*Data*.
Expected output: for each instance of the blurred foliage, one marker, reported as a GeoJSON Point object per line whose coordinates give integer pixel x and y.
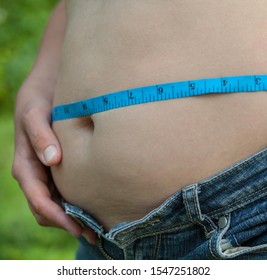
{"type": "Point", "coordinates": [21, 26]}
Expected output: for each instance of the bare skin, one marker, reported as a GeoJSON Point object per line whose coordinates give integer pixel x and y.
{"type": "Point", "coordinates": [119, 165]}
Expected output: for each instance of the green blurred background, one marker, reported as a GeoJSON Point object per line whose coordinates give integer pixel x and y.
{"type": "Point", "coordinates": [21, 26]}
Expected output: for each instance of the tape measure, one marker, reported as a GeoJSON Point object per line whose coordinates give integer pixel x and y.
{"type": "Point", "coordinates": [159, 92]}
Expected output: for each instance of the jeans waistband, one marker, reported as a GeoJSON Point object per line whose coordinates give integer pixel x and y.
{"type": "Point", "coordinates": [220, 194]}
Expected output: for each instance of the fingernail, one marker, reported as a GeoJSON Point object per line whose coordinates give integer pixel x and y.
{"type": "Point", "coordinates": [91, 238]}
{"type": "Point", "coordinates": [50, 153]}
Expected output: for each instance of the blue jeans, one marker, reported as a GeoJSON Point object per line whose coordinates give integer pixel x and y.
{"type": "Point", "coordinates": [222, 217]}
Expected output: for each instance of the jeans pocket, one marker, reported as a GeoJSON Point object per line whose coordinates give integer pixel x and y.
{"type": "Point", "coordinates": [242, 234]}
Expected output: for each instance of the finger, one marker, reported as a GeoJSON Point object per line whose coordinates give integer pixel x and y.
{"type": "Point", "coordinates": [33, 179]}
{"type": "Point", "coordinates": [45, 143]}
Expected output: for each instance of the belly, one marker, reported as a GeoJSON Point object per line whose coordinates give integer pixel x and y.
{"type": "Point", "coordinates": [120, 164]}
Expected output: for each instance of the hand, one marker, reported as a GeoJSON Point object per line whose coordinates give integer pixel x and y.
{"type": "Point", "coordinates": [37, 148]}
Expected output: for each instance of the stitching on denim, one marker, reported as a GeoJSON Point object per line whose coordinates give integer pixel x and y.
{"type": "Point", "coordinates": [235, 205]}
{"type": "Point", "coordinates": [157, 247]}
{"type": "Point", "coordinates": [211, 250]}
{"type": "Point", "coordinates": [165, 230]}
{"type": "Point", "coordinates": [102, 249]}
{"type": "Point", "coordinates": [198, 212]}
{"type": "Point", "coordinates": [233, 169]}
{"type": "Point", "coordinates": [235, 240]}
{"type": "Point", "coordinates": [187, 208]}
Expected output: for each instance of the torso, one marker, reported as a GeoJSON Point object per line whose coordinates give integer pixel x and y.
{"type": "Point", "coordinates": [120, 164]}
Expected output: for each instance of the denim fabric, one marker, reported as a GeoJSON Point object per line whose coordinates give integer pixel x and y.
{"type": "Point", "coordinates": [222, 217]}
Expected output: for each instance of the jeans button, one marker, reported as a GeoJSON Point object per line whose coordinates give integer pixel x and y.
{"type": "Point", "coordinates": [222, 222]}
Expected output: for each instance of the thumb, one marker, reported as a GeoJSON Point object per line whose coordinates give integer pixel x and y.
{"type": "Point", "coordinates": [43, 139]}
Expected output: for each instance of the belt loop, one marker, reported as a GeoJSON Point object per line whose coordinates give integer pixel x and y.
{"type": "Point", "coordinates": [193, 210]}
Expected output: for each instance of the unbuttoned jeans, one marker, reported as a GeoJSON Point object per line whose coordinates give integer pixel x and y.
{"type": "Point", "coordinates": [222, 217]}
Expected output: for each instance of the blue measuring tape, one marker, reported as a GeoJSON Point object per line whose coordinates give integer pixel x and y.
{"type": "Point", "coordinates": [159, 92]}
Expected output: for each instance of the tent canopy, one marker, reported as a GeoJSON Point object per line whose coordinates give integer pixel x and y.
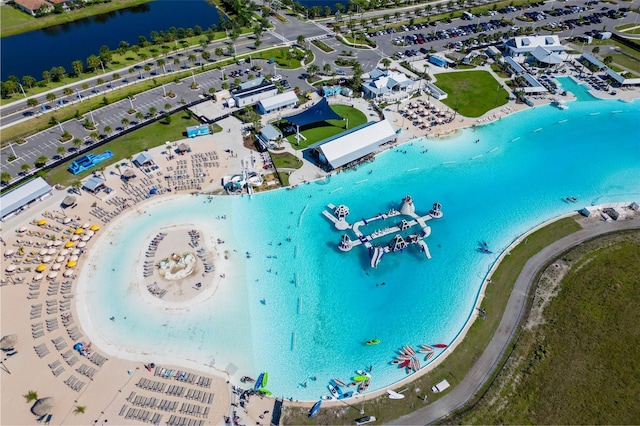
{"type": "Point", "coordinates": [319, 112]}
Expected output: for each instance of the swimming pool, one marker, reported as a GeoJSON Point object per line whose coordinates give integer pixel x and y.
{"type": "Point", "coordinates": [322, 304]}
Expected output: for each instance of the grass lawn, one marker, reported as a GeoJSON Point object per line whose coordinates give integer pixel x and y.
{"type": "Point", "coordinates": [318, 131]}
{"type": "Point", "coordinates": [148, 137]}
{"type": "Point", "coordinates": [457, 364]}
{"type": "Point", "coordinates": [582, 364]}
{"type": "Point", "coordinates": [473, 93]}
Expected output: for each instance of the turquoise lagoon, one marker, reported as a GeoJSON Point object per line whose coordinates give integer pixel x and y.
{"type": "Point", "coordinates": [322, 304]}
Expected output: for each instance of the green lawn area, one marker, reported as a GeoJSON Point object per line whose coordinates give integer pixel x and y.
{"type": "Point", "coordinates": [148, 137]}
{"type": "Point", "coordinates": [582, 364]}
{"type": "Point", "coordinates": [473, 93]}
{"type": "Point", "coordinates": [325, 129]}
{"type": "Point", "coordinates": [457, 364]}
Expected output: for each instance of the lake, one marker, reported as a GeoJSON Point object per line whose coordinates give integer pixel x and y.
{"type": "Point", "coordinates": [62, 44]}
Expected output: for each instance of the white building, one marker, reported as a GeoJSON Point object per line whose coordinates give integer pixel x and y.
{"type": "Point", "coordinates": [354, 144]}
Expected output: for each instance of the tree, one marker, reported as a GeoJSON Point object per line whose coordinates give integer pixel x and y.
{"type": "Point", "coordinates": [78, 67]}
{"type": "Point", "coordinates": [5, 177]}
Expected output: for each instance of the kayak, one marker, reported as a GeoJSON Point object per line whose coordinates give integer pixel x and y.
{"type": "Point", "coordinates": [258, 382]}
{"type": "Point", "coordinates": [315, 408]}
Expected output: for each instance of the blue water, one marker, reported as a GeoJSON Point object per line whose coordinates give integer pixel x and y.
{"type": "Point", "coordinates": [316, 325]}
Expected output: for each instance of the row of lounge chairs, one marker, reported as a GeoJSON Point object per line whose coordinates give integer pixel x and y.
{"type": "Point", "coordinates": [74, 383]}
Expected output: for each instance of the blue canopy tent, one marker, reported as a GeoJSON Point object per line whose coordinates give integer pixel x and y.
{"type": "Point", "coordinates": [319, 112]}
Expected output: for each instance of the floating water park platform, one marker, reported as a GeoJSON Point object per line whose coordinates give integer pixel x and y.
{"type": "Point", "coordinates": [87, 161]}
{"type": "Point", "coordinates": [338, 216]}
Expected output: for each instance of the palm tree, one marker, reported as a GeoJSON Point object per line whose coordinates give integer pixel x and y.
{"type": "Point", "coordinates": [5, 177]}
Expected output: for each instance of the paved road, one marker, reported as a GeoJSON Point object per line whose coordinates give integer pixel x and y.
{"type": "Point", "coordinates": [487, 362]}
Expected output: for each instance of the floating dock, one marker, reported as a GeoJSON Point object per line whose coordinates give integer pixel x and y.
{"type": "Point", "coordinates": [337, 215]}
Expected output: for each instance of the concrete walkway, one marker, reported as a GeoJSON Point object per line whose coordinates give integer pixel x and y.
{"type": "Point", "coordinates": [508, 327]}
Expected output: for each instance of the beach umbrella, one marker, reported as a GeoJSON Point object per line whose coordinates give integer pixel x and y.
{"type": "Point", "coordinates": [9, 341]}
{"type": "Point", "coordinates": [42, 406]}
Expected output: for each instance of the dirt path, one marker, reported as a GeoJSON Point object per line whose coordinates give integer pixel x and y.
{"type": "Point", "coordinates": [485, 365]}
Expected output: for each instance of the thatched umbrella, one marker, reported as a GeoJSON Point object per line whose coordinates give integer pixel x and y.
{"type": "Point", "coordinates": [42, 406]}
{"type": "Point", "coordinates": [9, 341]}
{"type": "Point", "coordinates": [69, 200]}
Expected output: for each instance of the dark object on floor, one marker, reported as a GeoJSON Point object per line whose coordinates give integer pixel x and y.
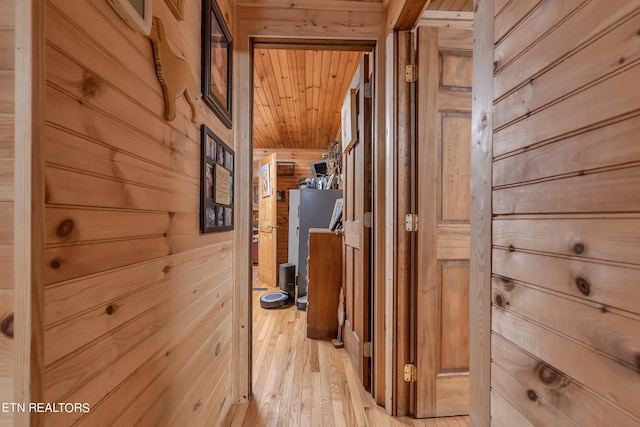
{"type": "Point", "coordinates": [301, 303]}
{"type": "Point", "coordinates": [287, 286]}
{"type": "Point", "coordinates": [274, 300]}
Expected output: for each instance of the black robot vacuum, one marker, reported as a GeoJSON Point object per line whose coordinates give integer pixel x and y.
{"type": "Point", "coordinates": [287, 286]}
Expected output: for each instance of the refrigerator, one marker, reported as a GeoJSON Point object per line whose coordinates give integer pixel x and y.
{"type": "Point", "coordinates": [314, 209]}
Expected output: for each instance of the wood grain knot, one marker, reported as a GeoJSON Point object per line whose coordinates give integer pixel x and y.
{"type": "Point", "coordinates": [65, 228]}
{"type": "Point", "coordinates": [6, 327]}
{"type": "Point", "coordinates": [583, 286]}
{"type": "Point", "coordinates": [547, 375]}
{"type": "Point", "coordinates": [90, 86]}
{"type": "Point", "coordinates": [532, 395]}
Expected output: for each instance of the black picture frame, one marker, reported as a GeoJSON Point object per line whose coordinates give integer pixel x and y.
{"type": "Point", "coordinates": [216, 62]}
{"type": "Point", "coordinates": [216, 183]}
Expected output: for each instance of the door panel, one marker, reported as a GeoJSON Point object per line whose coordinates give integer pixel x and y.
{"type": "Point", "coordinates": [267, 221]}
{"type": "Point", "coordinates": [443, 200]}
{"type": "Point", "coordinates": [357, 236]}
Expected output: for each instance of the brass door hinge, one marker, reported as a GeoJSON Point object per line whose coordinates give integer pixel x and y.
{"type": "Point", "coordinates": [368, 90]}
{"type": "Point", "coordinates": [410, 373]}
{"type": "Point", "coordinates": [366, 349]}
{"type": "Point", "coordinates": [411, 222]}
{"type": "Point", "coordinates": [410, 72]}
{"type": "Point", "coordinates": [368, 219]}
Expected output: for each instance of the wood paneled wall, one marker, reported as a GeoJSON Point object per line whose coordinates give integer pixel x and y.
{"type": "Point", "coordinates": [138, 319]}
{"type": "Point", "coordinates": [302, 160]}
{"type": "Point", "coordinates": [566, 208]}
{"type": "Point", "coordinates": [6, 204]}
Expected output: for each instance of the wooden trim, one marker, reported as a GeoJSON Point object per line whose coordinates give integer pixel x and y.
{"type": "Point", "coordinates": [411, 12]}
{"type": "Point", "coordinates": [381, 203]}
{"type": "Point", "coordinates": [330, 5]}
{"type": "Point", "coordinates": [389, 291]}
{"type": "Point", "coordinates": [242, 309]}
{"type": "Point", "coordinates": [402, 289]}
{"type": "Point", "coordinates": [480, 263]}
{"type": "Point", "coordinates": [447, 15]}
{"type": "Point", "coordinates": [315, 44]}
{"type": "Point", "coordinates": [29, 208]}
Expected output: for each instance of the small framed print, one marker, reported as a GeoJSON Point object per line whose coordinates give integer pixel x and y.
{"type": "Point", "coordinates": [177, 8]}
{"type": "Point", "coordinates": [216, 195]}
{"type": "Point", "coordinates": [216, 62]}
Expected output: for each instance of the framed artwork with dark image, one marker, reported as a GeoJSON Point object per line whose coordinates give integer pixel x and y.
{"type": "Point", "coordinates": [216, 62]}
{"type": "Point", "coordinates": [177, 8]}
{"type": "Point", "coordinates": [216, 194]}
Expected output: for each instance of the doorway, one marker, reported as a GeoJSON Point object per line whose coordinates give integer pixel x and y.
{"type": "Point", "coordinates": [298, 93]}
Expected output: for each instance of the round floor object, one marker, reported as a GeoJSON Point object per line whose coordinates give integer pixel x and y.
{"type": "Point", "coordinates": [274, 300]}
{"type": "Point", "coordinates": [301, 302]}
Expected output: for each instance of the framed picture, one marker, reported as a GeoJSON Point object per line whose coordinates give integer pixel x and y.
{"type": "Point", "coordinates": [177, 8]}
{"type": "Point", "coordinates": [265, 181]}
{"type": "Point", "coordinates": [216, 195]}
{"type": "Point", "coordinates": [216, 62]}
{"type": "Point", "coordinates": [336, 215]}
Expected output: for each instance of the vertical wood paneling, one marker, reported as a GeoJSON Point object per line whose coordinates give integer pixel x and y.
{"type": "Point", "coordinates": [565, 179]}
{"type": "Point", "coordinates": [29, 208]}
{"type": "Point", "coordinates": [6, 204]}
{"type": "Point", "coordinates": [480, 397]}
{"type": "Point", "coordinates": [149, 299]}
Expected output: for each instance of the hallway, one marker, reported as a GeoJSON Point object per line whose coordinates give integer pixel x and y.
{"type": "Point", "coordinates": [302, 382]}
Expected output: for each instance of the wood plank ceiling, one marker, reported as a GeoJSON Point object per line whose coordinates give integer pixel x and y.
{"type": "Point", "coordinates": [451, 5]}
{"type": "Point", "coordinates": [298, 94]}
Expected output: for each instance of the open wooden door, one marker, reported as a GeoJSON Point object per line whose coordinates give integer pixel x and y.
{"type": "Point", "coordinates": [267, 221]}
{"type": "Point", "coordinates": [357, 231]}
{"type": "Point", "coordinates": [443, 201]}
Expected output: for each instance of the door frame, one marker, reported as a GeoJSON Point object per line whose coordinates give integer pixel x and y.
{"type": "Point", "coordinates": [254, 31]}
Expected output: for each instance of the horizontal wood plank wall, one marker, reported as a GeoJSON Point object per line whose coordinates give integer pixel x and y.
{"type": "Point", "coordinates": [6, 203]}
{"type": "Point", "coordinates": [138, 318]}
{"type": "Point", "coordinates": [566, 229]}
{"type": "Point", "coordinates": [302, 160]}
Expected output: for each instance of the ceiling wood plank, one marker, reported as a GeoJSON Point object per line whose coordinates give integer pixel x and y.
{"type": "Point", "coordinates": [298, 96]}
{"type": "Point", "coordinates": [410, 14]}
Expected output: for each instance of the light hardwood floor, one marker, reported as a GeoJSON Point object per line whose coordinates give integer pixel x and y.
{"type": "Point", "coordinates": [303, 382]}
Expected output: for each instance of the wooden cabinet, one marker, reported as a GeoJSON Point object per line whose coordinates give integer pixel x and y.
{"type": "Point", "coordinates": [324, 268]}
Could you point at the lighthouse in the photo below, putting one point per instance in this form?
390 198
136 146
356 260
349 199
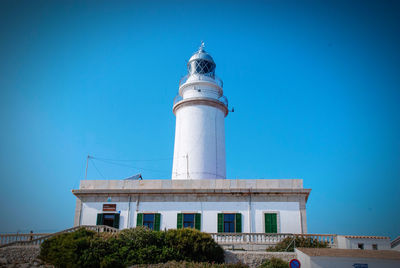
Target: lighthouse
200 109
199 196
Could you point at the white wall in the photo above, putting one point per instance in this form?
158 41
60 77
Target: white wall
288 214
199 143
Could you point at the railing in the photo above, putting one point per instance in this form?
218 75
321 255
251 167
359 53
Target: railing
220 238
9 238
214 79
222 99
268 239
39 240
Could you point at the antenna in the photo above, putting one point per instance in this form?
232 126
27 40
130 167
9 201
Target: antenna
201 48
87 163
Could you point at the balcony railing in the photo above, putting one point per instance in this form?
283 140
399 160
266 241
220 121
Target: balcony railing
222 99
268 239
214 79
221 238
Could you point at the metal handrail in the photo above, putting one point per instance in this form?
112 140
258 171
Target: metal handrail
215 79
222 99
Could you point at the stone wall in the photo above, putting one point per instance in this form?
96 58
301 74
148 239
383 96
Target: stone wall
21 257
254 258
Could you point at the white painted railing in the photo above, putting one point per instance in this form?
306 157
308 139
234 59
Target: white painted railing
267 239
220 238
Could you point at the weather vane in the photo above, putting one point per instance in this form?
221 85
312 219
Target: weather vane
201 48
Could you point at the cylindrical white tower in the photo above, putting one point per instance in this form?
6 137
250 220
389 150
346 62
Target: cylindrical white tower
200 110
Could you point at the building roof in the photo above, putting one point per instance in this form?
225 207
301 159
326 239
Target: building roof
351 253
366 237
278 186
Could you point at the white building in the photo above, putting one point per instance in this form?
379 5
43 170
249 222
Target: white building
333 258
199 195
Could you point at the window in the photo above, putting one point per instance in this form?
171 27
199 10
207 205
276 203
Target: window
229 223
109 219
271 225
150 220
188 220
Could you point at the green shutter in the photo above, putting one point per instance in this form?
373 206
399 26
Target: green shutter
157 219
220 222
179 221
271 223
99 219
238 223
116 221
139 219
197 221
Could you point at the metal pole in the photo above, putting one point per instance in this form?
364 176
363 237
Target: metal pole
87 163
187 166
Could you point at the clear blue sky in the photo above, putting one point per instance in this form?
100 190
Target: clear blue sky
315 86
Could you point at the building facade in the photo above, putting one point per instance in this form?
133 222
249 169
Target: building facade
249 206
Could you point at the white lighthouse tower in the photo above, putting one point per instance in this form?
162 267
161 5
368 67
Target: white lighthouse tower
200 110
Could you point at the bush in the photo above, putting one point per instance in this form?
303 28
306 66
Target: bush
288 244
274 263
184 264
65 250
193 245
131 246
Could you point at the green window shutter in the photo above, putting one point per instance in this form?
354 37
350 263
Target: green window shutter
197 221
271 223
157 219
139 219
220 222
99 219
116 221
238 222
179 221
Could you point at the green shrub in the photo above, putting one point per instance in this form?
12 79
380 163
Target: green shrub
288 244
193 245
274 263
65 250
184 264
131 246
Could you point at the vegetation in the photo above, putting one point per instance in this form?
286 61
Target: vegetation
131 246
274 263
184 264
289 243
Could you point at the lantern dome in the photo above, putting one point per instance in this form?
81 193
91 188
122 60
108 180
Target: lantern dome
201 63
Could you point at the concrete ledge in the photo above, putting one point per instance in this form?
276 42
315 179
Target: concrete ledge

*Exercise instructions*. From the data above, copy each line that holds "ledge".

*Exercise solution*.
Could you point at the concrete ledge in the photo above, putting one point per instance in this form?
Target: concrete ledge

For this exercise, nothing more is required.